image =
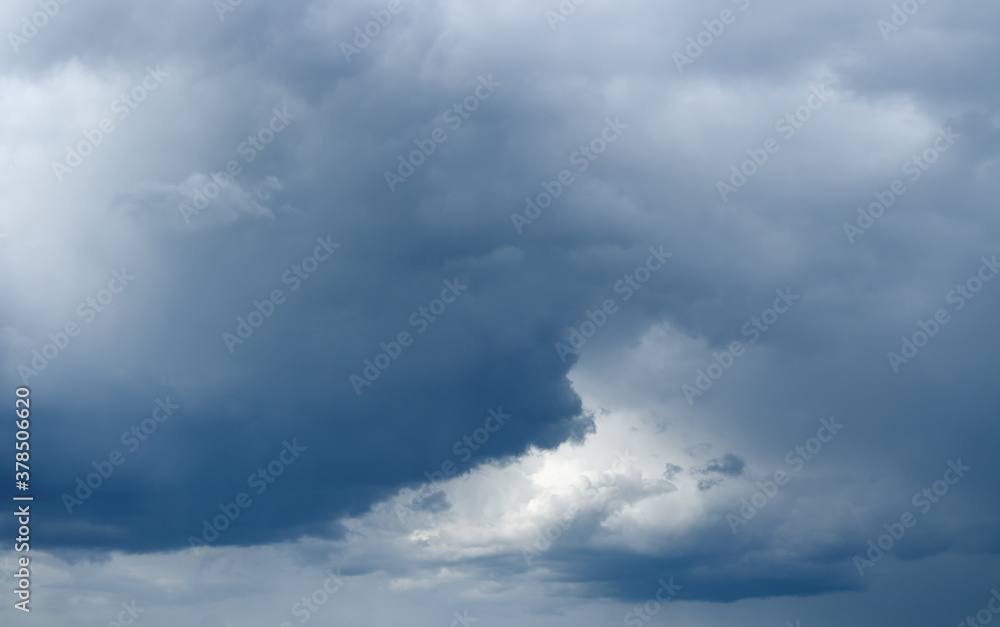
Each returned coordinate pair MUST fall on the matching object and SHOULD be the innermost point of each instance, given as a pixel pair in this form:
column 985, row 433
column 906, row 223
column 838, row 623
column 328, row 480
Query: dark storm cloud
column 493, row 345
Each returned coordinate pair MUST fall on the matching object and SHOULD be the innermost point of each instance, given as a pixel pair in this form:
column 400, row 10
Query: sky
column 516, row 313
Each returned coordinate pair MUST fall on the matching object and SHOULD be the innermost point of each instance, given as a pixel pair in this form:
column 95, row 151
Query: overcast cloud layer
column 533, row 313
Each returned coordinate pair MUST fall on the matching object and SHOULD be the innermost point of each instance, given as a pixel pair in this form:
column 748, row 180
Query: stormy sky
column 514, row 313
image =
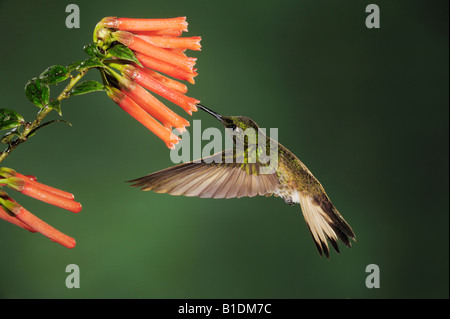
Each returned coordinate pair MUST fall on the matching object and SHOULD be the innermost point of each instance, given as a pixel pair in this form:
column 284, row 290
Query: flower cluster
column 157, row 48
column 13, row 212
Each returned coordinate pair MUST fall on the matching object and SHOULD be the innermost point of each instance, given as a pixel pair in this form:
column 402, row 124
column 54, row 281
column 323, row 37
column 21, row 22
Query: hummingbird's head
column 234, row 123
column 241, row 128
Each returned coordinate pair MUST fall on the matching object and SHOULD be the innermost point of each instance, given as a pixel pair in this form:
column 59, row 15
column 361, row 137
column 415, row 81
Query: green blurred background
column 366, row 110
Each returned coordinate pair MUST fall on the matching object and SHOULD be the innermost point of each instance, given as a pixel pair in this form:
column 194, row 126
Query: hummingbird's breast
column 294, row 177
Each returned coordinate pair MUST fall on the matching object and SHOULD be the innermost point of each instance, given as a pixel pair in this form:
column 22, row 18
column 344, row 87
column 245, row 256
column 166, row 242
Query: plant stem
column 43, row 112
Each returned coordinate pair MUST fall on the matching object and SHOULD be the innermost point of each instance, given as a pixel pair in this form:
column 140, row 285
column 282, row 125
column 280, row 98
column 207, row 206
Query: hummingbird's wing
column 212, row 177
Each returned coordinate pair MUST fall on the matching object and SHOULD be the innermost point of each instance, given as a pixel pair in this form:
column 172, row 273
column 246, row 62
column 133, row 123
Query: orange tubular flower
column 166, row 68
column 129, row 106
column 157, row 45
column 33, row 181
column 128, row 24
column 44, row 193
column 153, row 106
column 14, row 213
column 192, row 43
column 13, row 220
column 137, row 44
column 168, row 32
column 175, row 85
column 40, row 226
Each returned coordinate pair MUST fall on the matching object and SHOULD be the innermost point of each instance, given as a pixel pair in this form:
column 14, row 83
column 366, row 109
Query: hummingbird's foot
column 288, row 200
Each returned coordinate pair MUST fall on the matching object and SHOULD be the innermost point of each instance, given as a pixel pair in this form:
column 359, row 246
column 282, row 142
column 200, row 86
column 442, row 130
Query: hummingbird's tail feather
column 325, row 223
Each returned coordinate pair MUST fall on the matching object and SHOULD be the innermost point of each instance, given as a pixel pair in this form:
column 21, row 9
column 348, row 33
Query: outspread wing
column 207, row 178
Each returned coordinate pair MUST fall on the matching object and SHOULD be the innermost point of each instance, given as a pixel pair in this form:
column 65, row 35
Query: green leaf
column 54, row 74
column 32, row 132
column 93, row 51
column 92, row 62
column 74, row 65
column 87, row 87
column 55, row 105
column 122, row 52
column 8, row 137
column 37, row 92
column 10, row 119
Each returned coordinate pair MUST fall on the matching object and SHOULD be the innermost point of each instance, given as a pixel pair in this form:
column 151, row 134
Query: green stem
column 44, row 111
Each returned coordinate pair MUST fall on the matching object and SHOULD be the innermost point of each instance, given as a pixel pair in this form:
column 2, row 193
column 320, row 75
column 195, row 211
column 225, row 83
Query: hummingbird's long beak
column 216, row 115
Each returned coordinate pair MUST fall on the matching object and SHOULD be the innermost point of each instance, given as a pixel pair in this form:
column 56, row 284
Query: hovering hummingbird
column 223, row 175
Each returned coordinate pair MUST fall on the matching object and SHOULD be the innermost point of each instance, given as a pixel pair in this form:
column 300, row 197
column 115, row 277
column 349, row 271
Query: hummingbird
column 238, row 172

== == ==

▸ GIVEN PROBLEM
Locate each of the lines above that contains the word "wing", and copy every such line in full.

▸ ANSWER TO THE PROBLEM
Query: hummingbird's wing
Query: outspread wing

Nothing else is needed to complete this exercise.